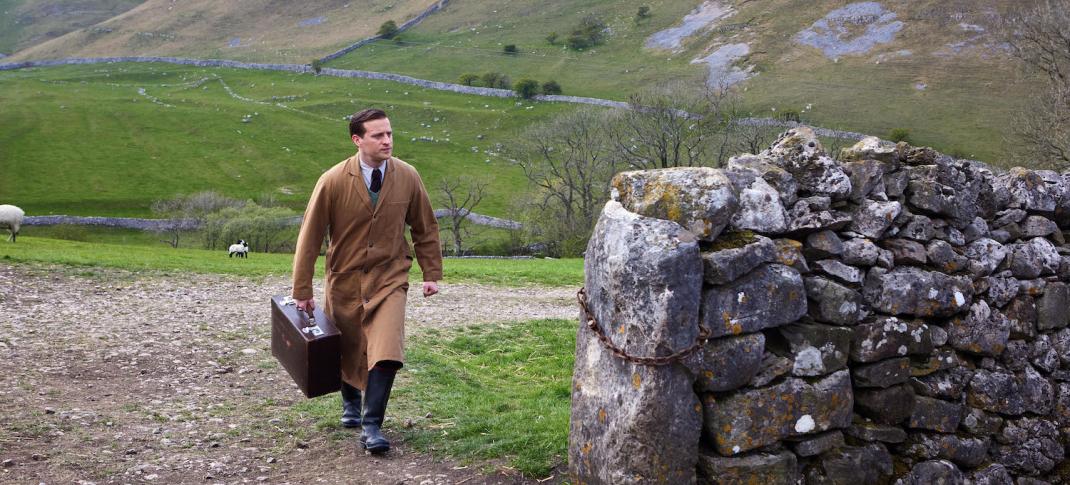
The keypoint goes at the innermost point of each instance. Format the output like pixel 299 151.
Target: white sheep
pixel 240 248
pixel 11 217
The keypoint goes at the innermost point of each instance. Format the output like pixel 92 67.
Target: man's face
pixel 378 140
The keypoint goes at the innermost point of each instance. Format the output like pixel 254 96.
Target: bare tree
pixel 462 194
pixel 569 164
pixel 674 125
pixel 1040 38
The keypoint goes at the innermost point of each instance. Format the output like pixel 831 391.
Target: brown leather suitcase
pixel 310 350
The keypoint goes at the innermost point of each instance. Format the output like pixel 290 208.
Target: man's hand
pixel 306 305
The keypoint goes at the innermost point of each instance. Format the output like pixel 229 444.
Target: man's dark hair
pixel 357 120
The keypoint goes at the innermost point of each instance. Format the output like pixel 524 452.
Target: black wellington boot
pixel 378 392
pixel 350 406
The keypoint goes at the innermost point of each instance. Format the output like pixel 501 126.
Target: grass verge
pixel 483 393
pixel 501 272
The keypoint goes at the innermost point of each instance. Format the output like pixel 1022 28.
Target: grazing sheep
pixel 240 248
pixel 11 217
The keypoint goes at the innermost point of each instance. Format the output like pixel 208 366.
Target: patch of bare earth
pixel 118 377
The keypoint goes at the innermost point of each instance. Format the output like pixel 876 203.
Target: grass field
pixel 969 99
pixel 505 272
pixel 82 140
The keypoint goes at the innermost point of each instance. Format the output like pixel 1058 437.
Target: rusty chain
pixel 581 296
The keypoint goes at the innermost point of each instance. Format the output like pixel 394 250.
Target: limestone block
pixel 915 291
pixel 743 305
pixel 886 406
pixel 757 418
pixel 643 278
pixel 982 331
pixel 834 303
pixel 816 349
pixel 935 414
pixel 727 264
pixel 764 468
pixel 873 218
pixel 701 199
pixel 888 337
pixel 729 363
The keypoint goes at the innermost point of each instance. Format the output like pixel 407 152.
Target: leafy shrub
pixel 551 87
pixel 388 29
pixel 898 135
pixel 495 80
pixel 589 33
pixel 469 79
pixel 526 88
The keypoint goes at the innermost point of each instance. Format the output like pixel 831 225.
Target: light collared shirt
pixel 366 171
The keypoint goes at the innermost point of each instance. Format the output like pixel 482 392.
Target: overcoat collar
pixel 353 168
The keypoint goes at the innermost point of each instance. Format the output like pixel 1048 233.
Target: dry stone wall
pixel 893 316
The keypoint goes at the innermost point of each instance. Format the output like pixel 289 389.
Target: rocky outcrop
pixel 893 316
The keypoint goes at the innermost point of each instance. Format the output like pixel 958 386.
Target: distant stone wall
pixel 155 224
pixel 899 315
pixel 408 25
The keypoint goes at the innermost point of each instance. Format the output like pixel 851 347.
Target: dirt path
pixel 117 377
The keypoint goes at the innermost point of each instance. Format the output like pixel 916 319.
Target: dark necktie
pixel 377 180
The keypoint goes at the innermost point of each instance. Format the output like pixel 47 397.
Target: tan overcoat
pixel 368 258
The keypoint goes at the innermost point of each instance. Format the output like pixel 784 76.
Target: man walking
pixel 363 205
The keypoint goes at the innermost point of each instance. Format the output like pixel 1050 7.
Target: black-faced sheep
pixel 240 248
pixel 11 217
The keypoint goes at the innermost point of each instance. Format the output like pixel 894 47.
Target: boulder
pixel 757 418
pixel 743 305
pixel 643 276
pixel 701 199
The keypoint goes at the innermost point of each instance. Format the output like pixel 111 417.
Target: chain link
pixel 581 296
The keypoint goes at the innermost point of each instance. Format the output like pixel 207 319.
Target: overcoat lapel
pixel 358 186
pixel 387 184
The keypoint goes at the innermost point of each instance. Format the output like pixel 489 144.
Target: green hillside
pixel 82 140
pixel 28 23
pixel 945 75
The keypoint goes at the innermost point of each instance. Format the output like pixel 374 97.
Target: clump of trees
pixel 1040 40
pixel 388 29
pixel 220 221
pixel 589 33
pixel 570 160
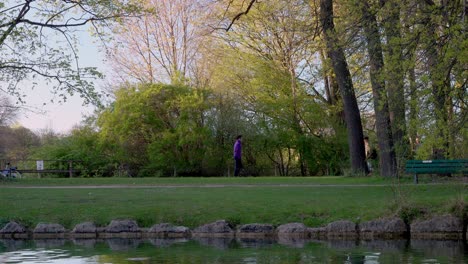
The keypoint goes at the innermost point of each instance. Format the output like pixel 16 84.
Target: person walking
pixel 238 155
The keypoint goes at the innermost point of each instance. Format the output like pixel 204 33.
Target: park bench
pixel 435 167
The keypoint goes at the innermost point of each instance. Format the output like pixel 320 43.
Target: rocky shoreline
pixel 446 227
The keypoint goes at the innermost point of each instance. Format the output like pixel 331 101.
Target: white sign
pixel 40 164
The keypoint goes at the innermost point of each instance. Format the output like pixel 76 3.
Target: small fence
pixel 39 167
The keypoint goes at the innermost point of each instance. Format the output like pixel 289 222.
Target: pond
pixel 219 250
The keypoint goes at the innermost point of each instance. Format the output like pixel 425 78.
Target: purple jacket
pixel 237 149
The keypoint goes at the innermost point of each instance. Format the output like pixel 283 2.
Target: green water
pixel 119 251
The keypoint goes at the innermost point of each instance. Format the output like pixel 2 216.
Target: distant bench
pixel 435 167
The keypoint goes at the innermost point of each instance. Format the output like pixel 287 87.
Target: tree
pixel 384 130
pixel 8 111
pixel 343 77
pixel 38 43
pixel 156 129
pixel 160 46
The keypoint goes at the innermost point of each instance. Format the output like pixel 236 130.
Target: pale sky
pixel 62 117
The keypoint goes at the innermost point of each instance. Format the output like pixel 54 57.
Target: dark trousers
pixel 238 166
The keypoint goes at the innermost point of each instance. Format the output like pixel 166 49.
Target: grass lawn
pixel 314 201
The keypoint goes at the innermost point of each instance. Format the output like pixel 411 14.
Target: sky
pixel 62 117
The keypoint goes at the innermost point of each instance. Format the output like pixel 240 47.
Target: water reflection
pixel 228 250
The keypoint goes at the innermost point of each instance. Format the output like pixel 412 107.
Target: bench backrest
pixel 436 166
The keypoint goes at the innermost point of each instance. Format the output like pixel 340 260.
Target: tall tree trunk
pixel 387 160
pixel 436 75
pixel 343 76
pixel 413 110
pixel 395 77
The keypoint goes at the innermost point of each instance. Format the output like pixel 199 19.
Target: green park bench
pixel 436 167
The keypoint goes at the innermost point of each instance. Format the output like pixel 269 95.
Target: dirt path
pixel 129 186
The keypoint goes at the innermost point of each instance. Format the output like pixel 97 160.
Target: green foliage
pixel 157 129
pixel 81 147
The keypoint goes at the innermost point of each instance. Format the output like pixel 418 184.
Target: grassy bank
pixel 314 201
pixel 196 181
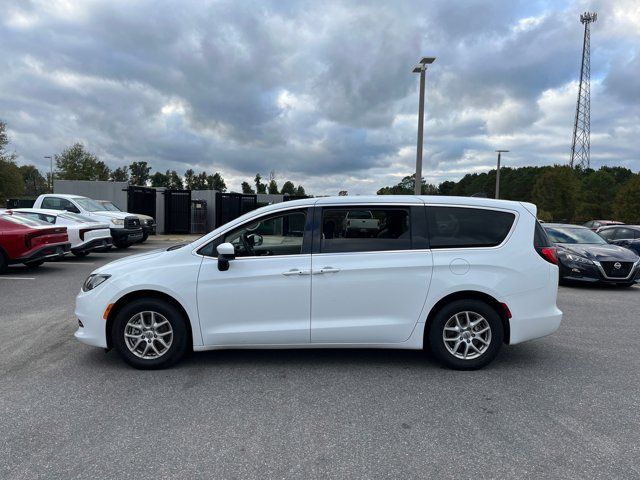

● ● ● ● ● ● ●

Prompt:
Please print the lines of the data above, from the line containing "pixel 894 47." through the line containing "pixel 39 167", both included, without any pictures.

Response to the task:
The keypoint goes at the innermost point of each instance. Format the output like pixel 894 47.
Target: boulder
pixel 757 418
pixel 743 305
pixel 643 276
pixel 701 199
The keypoint goes at the innermost point of each instance. Format the output like pixel 111 417.
Target: chain link
pixel 581 296
The keypoint goes at the innermost point of each instance. Format the output like pixel 207 319.
Target: overcoat lapel
pixel 358 186
pixel 387 184
The keypoint goes at the innermost point of each instance. Format the output like pixel 489 144.
Target: green hillside
pixel 82 140
pixel 28 23
pixel 945 75
The keypoint goes at the innermost point of each instance. Format the output like pixel 374 97.
Target: clump of trees
pixel 1040 40
pixel 388 29
pixel 220 221
pixel 589 33
pixel 570 160
The keypoint goes at the innermost point of each instance. Format the output like pixel 16 84.
Target: person walking
pixel 238 155
The keypoint goes at the innermost point of each instance. Format the output like pixel 204 33.
Target: park bench
pixel 435 167
The keypoint goes at the innermost point of each instance. Format the output like pixel 320 43.
Target: rocky shoreline
pixel 446 227
The keypoint goes at the innermost point of each instance. Format the output like pixel 331 101.
Target: white sign
pixel 40 164
The keypoint goes at the innermost point of each instance. Format the output like pixel 76 3.
Target: small fence
pixel 39 167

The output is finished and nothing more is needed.